___ MATERIALS PROVIDED
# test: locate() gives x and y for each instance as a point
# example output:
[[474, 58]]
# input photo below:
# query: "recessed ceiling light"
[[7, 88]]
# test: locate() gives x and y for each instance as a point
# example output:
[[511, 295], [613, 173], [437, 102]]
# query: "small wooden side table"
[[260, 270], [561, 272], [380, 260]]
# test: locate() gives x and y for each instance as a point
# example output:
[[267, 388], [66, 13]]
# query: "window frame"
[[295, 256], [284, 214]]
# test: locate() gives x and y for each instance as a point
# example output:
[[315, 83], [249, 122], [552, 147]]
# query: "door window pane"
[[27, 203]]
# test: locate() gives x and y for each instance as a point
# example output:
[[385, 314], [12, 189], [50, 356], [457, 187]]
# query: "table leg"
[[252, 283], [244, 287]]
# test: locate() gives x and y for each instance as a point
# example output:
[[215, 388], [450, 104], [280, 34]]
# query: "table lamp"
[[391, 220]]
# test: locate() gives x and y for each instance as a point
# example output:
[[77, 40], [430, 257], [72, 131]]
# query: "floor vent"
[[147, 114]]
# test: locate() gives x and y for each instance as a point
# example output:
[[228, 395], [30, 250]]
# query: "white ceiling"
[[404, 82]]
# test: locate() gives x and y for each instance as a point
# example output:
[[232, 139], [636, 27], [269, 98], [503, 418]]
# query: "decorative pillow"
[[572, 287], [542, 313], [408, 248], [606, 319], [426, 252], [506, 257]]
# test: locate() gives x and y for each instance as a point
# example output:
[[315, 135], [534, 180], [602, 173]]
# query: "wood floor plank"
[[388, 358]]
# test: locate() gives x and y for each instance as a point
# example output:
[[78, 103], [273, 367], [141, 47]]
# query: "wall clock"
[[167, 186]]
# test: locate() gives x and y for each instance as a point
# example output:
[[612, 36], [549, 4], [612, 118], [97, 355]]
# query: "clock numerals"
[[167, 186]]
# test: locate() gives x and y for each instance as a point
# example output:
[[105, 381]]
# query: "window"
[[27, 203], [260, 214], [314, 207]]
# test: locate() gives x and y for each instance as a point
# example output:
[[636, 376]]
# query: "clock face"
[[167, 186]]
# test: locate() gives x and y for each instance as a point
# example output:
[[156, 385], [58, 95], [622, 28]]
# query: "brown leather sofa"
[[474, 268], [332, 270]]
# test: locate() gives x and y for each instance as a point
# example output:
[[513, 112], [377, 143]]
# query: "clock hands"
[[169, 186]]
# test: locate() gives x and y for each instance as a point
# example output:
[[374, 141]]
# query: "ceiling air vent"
______
REQUIRED TASK:
Reproduce the records word for word.

RESPONSE:
# test: locate() gives x and y for each instance as a point
# example output:
[[474, 58]]
# input photo below:
# query: "recessed ceiling light"
[[7, 88]]
# test: locate() gives x and y for each instance as a point
# example output:
[[511, 295], [613, 173], [437, 102]]
# query: "small wooden side table"
[[260, 270], [561, 272], [380, 260]]
# test: locate() gives x and y for each instance as a point
# example output:
[[267, 388], [66, 13]]
# query: "window frame"
[[295, 256], [284, 214]]
# test: locate() gives x and y for each instance as a point
# example output:
[[315, 83], [249, 122], [552, 147]]
# query: "door window pane"
[[27, 203]]
# test: locate() gives x and y for each instance as a point
# example output:
[[385, 314], [12, 189], [50, 356], [457, 187]]
# query: "table leg"
[[252, 283], [244, 287]]
# test: locate() gives x and y for each instance as a point
# example output:
[[215, 388], [450, 104], [280, 34]]
# query: "table lamp"
[[391, 220]]
# test: locate() gives x and y for each instance as a point
# example output:
[[77, 40], [430, 257], [72, 131]]
# query: "floor vent"
[[147, 114]]
# test: locate() gives x and y for each instance as a point
# example output:
[[228, 395], [30, 250]]
# query: "white ceiling"
[[404, 82]]
# test: locate() gives x and y for each instance as a point
# example output:
[[232, 139], [636, 27], [269, 98], [503, 418]]
# query: "decorative pillow"
[[572, 287], [542, 313], [408, 248], [606, 319], [426, 252], [506, 257]]
# test: locate() gives x and y for each instance as a point
# example output:
[[315, 135], [534, 180], [602, 173]]
# query: "wood floor plank"
[[388, 358]]
# test: locate() gives x and y for each instance as a point
# example output:
[[78, 103], [273, 367], [141, 47]]
# query: "wall clock"
[[167, 186]]
# test: locate() gives x and y for each instance as a point
# example output:
[[612, 36], [549, 4], [612, 118], [97, 355]]
# query: "clock numerals"
[[167, 186]]
# test: locate() gives x and y for each instance as a point
# example output:
[[105, 381]]
# query: "window"
[[27, 203], [260, 214], [314, 207]]
# test: locate() gives x and y for each instance as a point
# example output:
[[636, 376]]
# query: "clock face"
[[167, 186]]
# test: locate() gives x and y for each instance as a point
# example output:
[[156, 385], [58, 95], [622, 28]]
# query: "brown leather sofa"
[[474, 268], [332, 270]]
# test: locate() gives x and y for each instance as a point
# example output:
[[513, 112], [377, 143]]
# query: "clock hands"
[[169, 186]]
# test: locate() gives x and y for each instance as a point
# example output:
[[374, 141]]
# query: "ceiling air vent"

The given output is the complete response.